**TO BE DONE:**
Reproduce exactly the lines from the one that holds "find air conditioning" through the last line of the entries, both ends included, but not the pictures.

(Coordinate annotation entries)
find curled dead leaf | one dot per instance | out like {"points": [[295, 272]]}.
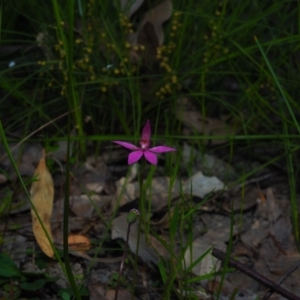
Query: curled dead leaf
{"points": [[157, 16], [42, 194], [79, 243]]}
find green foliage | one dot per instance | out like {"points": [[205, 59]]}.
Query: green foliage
{"points": [[234, 59], [26, 281]]}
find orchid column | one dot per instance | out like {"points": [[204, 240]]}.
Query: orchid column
{"points": [[150, 154]]}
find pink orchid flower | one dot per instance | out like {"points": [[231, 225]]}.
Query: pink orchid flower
{"points": [[149, 153]]}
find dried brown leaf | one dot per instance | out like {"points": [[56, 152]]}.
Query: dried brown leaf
{"points": [[157, 16], [78, 242], [42, 194], [130, 7]]}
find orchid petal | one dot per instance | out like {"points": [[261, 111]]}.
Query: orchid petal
{"points": [[152, 158], [127, 145], [135, 156], [161, 149], [146, 133]]}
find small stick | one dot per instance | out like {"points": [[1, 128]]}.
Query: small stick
{"points": [[256, 276], [281, 280]]}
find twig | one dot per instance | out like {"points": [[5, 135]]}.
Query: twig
{"points": [[281, 280], [256, 276]]}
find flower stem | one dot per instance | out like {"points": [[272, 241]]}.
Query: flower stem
{"points": [[142, 218], [122, 261]]}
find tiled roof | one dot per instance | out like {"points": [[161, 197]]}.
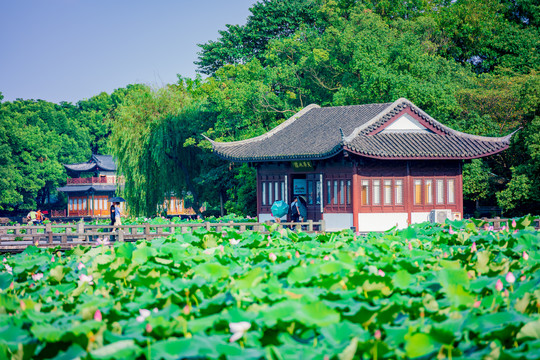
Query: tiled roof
{"points": [[317, 133], [96, 162], [105, 162]]}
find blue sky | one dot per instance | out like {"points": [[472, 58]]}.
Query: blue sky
{"points": [[69, 50]]}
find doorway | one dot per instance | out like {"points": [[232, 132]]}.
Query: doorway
{"points": [[309, 186]]}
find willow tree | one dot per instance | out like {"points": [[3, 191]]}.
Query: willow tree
{"points": [[151, 139]]}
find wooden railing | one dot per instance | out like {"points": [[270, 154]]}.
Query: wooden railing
{"points": [[499, 223], [17, 238]]}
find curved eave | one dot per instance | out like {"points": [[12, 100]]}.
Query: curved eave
{"points": [[428, 157]]}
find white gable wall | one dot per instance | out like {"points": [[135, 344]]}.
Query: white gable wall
{"points": [[405, 122]]}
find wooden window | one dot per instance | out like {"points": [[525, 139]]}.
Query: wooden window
{"points": [[398, 196], [364, 194], [440, 191], [428, 186], [387, 192], [329, 192], [417, 192], [310, 191], [376, 192], [451, 192]]}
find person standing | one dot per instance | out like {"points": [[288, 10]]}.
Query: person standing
{"points": [[117, 214], [295, 210], [31, 217], [113, 219]]}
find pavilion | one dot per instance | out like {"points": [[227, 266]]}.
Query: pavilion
{"points": [[370, 167]]}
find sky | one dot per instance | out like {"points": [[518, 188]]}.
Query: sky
{"points": [[70, 50]]}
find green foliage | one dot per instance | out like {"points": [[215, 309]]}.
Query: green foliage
{"points": [[301, 295]]}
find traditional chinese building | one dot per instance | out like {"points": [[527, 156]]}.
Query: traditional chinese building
{"points": [[370, 166], [90, 185]]}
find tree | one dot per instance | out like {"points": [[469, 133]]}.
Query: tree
{"points": [[269, 19]]}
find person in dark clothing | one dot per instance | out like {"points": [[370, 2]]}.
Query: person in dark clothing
{"points": [[295, 210], [113, 218]]}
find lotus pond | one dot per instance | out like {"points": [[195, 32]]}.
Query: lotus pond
{"points": [[453, 291]]}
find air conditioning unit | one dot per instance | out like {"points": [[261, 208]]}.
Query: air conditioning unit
{"points": [[440, 215]]}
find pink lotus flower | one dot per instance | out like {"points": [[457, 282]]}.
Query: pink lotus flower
{"points": [[144, 314], [102, 241], [86, 278], [238, 330], [510, 278]]}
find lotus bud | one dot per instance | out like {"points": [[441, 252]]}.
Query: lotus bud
{"points": [[499, 285], [97, 315], [510, 278]]}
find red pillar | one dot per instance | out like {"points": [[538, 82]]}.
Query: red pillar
{"points": [[356, 196]]}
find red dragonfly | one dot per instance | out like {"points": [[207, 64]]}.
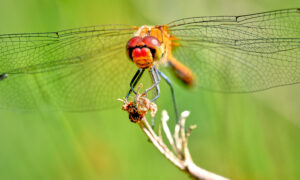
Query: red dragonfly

**SOLVED PROBLEM:**
find air conditioning unit | one dot per instance | out like {"points": [[261, 208]]}.
Query: air conditioning unit
{"points": [[440, 215]]}
find pink lotus flower | one dot per instance | out like {"points": [[457, 282]]}.
Query: pink lotus flower
{"points": [[144, 314], [102, 241], [86, 278], [238, 330], [510, 278]]}
find lotus bud | one dot per instance | out like {"points": [[441, 252]]}.
Query: lotus bud
{"points": [[499, 285], [97, 315], [510, 278]]}
find red pillar | one dot per instance | out like {"points": [[538, 82]]}.
Query: red pillar
{"points": [[356, 196]]}
find red dragonfly | one dot per instance | out like {"points": [[207, 64]]}.
Query: red dragonfly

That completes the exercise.